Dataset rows
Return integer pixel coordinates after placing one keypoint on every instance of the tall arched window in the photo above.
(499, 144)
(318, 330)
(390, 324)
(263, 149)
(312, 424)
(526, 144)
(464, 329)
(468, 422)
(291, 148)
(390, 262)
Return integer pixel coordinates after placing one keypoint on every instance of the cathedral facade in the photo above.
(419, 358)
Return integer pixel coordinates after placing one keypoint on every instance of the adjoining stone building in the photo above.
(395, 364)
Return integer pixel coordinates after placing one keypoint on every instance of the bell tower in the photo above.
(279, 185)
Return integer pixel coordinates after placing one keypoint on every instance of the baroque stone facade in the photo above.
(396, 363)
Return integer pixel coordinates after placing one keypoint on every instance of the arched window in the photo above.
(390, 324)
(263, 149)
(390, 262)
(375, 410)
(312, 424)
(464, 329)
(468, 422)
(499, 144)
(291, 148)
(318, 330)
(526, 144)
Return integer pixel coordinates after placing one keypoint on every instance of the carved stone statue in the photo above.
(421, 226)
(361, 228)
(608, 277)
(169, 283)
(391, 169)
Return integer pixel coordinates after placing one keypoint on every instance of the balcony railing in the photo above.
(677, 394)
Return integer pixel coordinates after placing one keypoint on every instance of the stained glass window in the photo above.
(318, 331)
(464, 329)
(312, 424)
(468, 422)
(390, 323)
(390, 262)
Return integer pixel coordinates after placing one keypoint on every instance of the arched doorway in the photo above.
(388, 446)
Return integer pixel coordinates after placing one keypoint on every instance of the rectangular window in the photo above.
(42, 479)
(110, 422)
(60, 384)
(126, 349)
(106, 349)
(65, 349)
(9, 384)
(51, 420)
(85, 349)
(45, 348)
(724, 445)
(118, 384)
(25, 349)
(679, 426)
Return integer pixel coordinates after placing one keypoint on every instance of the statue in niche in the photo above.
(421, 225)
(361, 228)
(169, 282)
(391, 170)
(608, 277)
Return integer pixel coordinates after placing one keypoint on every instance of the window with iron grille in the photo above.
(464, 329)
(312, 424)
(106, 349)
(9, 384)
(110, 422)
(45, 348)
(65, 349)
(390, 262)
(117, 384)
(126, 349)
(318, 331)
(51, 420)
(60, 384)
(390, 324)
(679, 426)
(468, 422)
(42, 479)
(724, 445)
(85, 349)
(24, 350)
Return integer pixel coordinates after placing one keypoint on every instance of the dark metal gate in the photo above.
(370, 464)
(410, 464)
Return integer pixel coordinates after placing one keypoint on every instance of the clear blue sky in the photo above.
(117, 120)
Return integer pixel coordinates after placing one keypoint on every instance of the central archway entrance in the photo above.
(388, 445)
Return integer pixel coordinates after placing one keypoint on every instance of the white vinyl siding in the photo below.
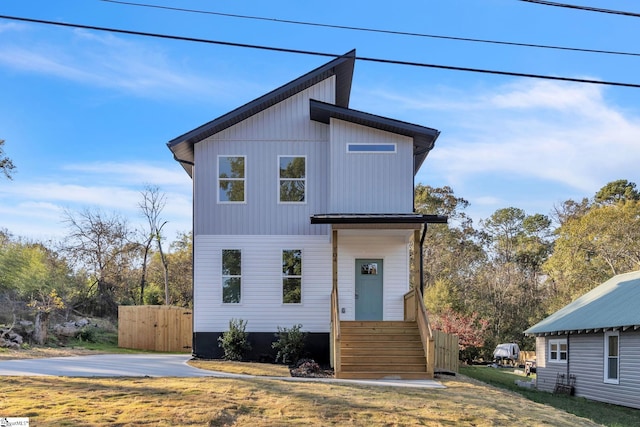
(262, 305)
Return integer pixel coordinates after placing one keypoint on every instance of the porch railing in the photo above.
(335, 332)
(414, 310)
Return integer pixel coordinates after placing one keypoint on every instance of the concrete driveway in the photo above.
(106, 365)
(154, 365)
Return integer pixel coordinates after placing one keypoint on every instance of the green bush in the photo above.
(235, 341)
(290, 344)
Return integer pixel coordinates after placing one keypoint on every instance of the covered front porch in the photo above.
(379, 325)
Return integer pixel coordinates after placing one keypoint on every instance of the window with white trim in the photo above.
(558, 350)
(612, 357)
(292, 276)
(231, 276)
(292, 179)
(231, 179)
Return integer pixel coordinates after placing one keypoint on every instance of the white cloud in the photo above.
(557, 132)
(107, 61)
(37, 209)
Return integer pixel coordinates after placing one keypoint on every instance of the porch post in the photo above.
(334, 266)
(415, 273)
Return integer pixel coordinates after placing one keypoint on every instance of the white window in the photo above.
(292, 276)
(371, 148)
(558, 350)
(231, 179)
(231, 276)
(612, 357)
(292, 179)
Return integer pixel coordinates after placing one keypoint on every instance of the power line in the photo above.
(373, 30)
(587, 8)
(315, 53)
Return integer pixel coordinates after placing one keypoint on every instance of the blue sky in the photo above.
(86, 115)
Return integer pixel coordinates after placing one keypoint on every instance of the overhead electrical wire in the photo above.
(586, 8)
(373, 30)
(315, 53)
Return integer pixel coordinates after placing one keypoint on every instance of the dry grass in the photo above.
(56, 401)
(39, 352)
(247, 368)
(60, 401)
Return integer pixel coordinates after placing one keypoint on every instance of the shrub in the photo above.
(88, 333)
(290, 344)
(235, 341)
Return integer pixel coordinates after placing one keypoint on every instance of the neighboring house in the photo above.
(596, 338)
(295, 194)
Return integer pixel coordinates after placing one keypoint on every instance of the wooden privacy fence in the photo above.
(155, 327)
(447, 351)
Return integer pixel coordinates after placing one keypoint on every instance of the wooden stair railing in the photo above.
(335, 339)
(414, 310)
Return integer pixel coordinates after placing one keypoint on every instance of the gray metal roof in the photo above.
(423, 137)
(613, 304)
(378, 219)
(341, 67)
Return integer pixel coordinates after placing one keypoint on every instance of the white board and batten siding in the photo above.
(392, 248)
(284, 129)
(359, 179)
(586, 362)
(261, 290)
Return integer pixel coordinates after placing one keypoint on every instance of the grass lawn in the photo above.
(60, 401)
(602, 413)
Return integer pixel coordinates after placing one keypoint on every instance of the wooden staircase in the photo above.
(381, 350)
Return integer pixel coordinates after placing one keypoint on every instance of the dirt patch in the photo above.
(40, 352)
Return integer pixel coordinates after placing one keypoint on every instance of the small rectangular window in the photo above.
(292, 276)
(293, 179)
(371, 148)
(231, 179)
(231, 276)
(611, 357)
(558, 351)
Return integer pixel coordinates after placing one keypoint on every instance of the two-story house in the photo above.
(296, 196)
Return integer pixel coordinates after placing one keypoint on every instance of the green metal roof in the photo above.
(613, 304)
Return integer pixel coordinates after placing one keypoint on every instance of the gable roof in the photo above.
(341, 67)
(423, 137)
(613, 304)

→ PROMPT
Every entry above should be duplicated exactly. Do not include the images.

→ ANSWER TO THIS TASK
Return integer pixel coordinates after placing one keypoint on every instance of the tall arched window in the photo above.
(499, 144)
(318, 330)
(390, 324)
(263, 149)
(312, 424)
(526, 144)
(464, 329)
(468, 422)
(291, 148)
(390, 262)
Return integer pixel coordinates after placing one keypoint on every instance of the cathedral facade in the photo above.
(419, 358)
Return integer pixel coordinates after placing one keypoint on every instance of the adjoining stone building in the photo above.
(395, 364)
Return integer pixel coordinates after placing one keypoint on every instance of the bell tower in the photo above.
(279, 185)
Return integer pixel coordinates after placing one keypoint on every instance of the baroque stone facade in the photo above.
(396, 363)
Return integer pixel coordinates after placing one keypoint on every instance of the arched window in the photo above.
(390, 324)
(263, 149)
(390, 262)
(375, 410)
(312, 424)
(464, 329)
(468, 422)
(499, 144)
(291, 148)
(318, 330)
(526, 144)
Return integer pixel coordinates after placing one keypoint on every instance of the carved stone statue in the photo above.
(421, 226)
(361, 228)
(608, 277)
(169, 283)
(391, 169)
Return integer pixel coordinates after placing one keypoint on every instance of the balcony railing in the photo above.
(677, 394)
Return integer pixel coordinates after placing one keypoint on every instance of the stained glass window in the photo above.
(318, 331)
(464, 329)
(312, 424)
(468, 422)
(390, 323)
(390, 262)
Return integer pixel coordinates after placing one keypoint on every instance of the arched doorway in the photo above.
(388, 446)
Return integer pixel coordinates after placing one keypoint on every instance of the rectangular window in the photo above.
(42, 479)
(110, 422)
(60, 384)
(126, 349)
(106, 349)
(65, 349)
(9, 384)
(51, 420)
(85, 349)
(45, 348)
(724, 445)
(118, 384)
(25, 349)
(679, 426)
Return integer pixel coordinates after placing one keypoint on every instance of the statue in niche in the photo above.
(421, 225)
(361, 228)
(169, 282)
(391, 170)
(608, 277)
Return integer pixel coordinates after placing one keypoint on every instance of the window with iron grille in the photo above.
(464, 329)
(312, 424)
(106, 349)
(9, 384)
(110, 422)
(45, 348)
(65, 349)
(390, 262)
(117, 384)
(126, 349)
(318, 331)
(51, 420)
(60, 384)
(390, 324)
(679, 426)
(468, 422)
(42, 479)
(724, 445)
(85, 349)
(24, 350)
Return integer pixel coordinates after placing one keypoint on every instance of the dark metal gate in the photo above.
(370, 464)
(410, 464)
Return integer pixel coordinates after placing one keypoint on every instance of the clear blue sky in the photo above.
(117, 120)
Return integer pixel coordinates after placing one keypoint on every instance of the central archway entrance in the photo above.
(388, 445)
Return integer pixel coordinates after placing one keypoint on every instance of the white vinyl siding in the photo below.
(262, 305)
Return integer pixel coordinates after placing one keypoint on every instance of the porch railing in the photo above.
(335, 332)
(414, 310)
Return integer pixel coordinates after placing one keypoint on every instance of the concrete driveway in the photo above.
(106, 365)
(154, 365)
Return integer pixel coordinates after placing one keypoint on every instance of the green bush in the photo above.
(235, 341)
(290, 344)
Return integer pixel coordinates after placing one keypoint on every instance of the covered front porch in the photo above.
(379, 325)
Return integer pixel coordinates after placing one keypoint on every instance of the window with white trim in the photo above.
(558, 350)
(612, 357)
(292, 276)
(231, 276)
(292, 179)
(231, 179)
Return integer pixel coordinates after placing one keypoint on every instance of the white cloud in the photo above.
(557, 132)
(107, 61)
(37, 209)
Return integer pixel coordinates after placing one keypoint on every instance of the porch post in the photo above.
(334, 266)
(415, 273)
Return integer pixel coordinates after placing one keypoint on every instance of the white window in the photo above.
(292, 276)
(371, 148)
(558, 350)
(231, 179)
(231, 276)
(612, 357)
(292, 179)
Return integer pixel coordinates after placing one keypoint on every instance of the power line in the photo above.
(373, 30)
(587, 8)
(315, 53)
Return integer pixel coordinates after placing one keypoint on every instance of the blue sky in the photo above.
(86, 115)
Return integer pixel coordinates after placing one keypoint on every instance of the overhead electrical wire in the photo above.
(586, 8)
(373, 30)
(315, 53)
Return integer pixel coordinates after placing one keypoint on every instance of the dry grass in the photo above.
(56, 401)
(39, 352)
(247, 368)
(60, 401)
Return integer pixel coordinates after placing one keypoint on every instance of the shrub in the photo above.
(88, 333)
(290, 344)
(235, 341)
Return integer pixel coordinates after placing one keypoint on every instance of the neighboring house in the photo above.
(596, 338)
(295, 194)
Return integer pixel coordinates after placing one keypoint on every instance of the wooden privacy fence in the photo above.
(155, 327)
(447, 351)
Return integer pixel coordinates after placing one keypoint on every instance of the wooden stair railing in the photo above.
(335, 339)
(414, 310)
Return integer pixel coordinates after placing one keypoint on every instance of the gray metal roof in the photo above.
(423, 137)
(613, 304)
(378, 219)
(341, 67)
Return integer pixel coordinates after placing one keypoint on every instance of the white board and batten siding in the photo above.
(392, 248)
(284, 129)
(359, 179)
(586, 362)
(261, 290)
Return integer pixel coordinates after placing one keypoint on every instance of the grass lawn in the photo above.
(60, 401)
(602, 413)
Return integer pixel coordinates after placing one keypoint on every instance of the wooden staircase in the photo above.
(381, 350)
Return integer pixel coordinates after placing one keypoint on every instance of the dirt patch in the photo above.
(40, 352)
Return integer pixel coordinates after placing one keypoint on every instance of the small rectangular window in the photo above.
(292, 276)
(293, 179)
(371, 148)
(231, 179)
(231, 276)
(611, 357)
(558, 351)
Return integer pixel coordinates after placing one keypoint on every instance of the two-story house in the photo above.
(296, 196)
Return integer pixel coordinates after placing one keypoint on every instance of the green metal roof in the photo above.
(613, 304)
Return integer pixel coordinates after placing one keypoint on every instance of the gable roof in the photo above.
(341, 67)
(423, 137)
(613, 304)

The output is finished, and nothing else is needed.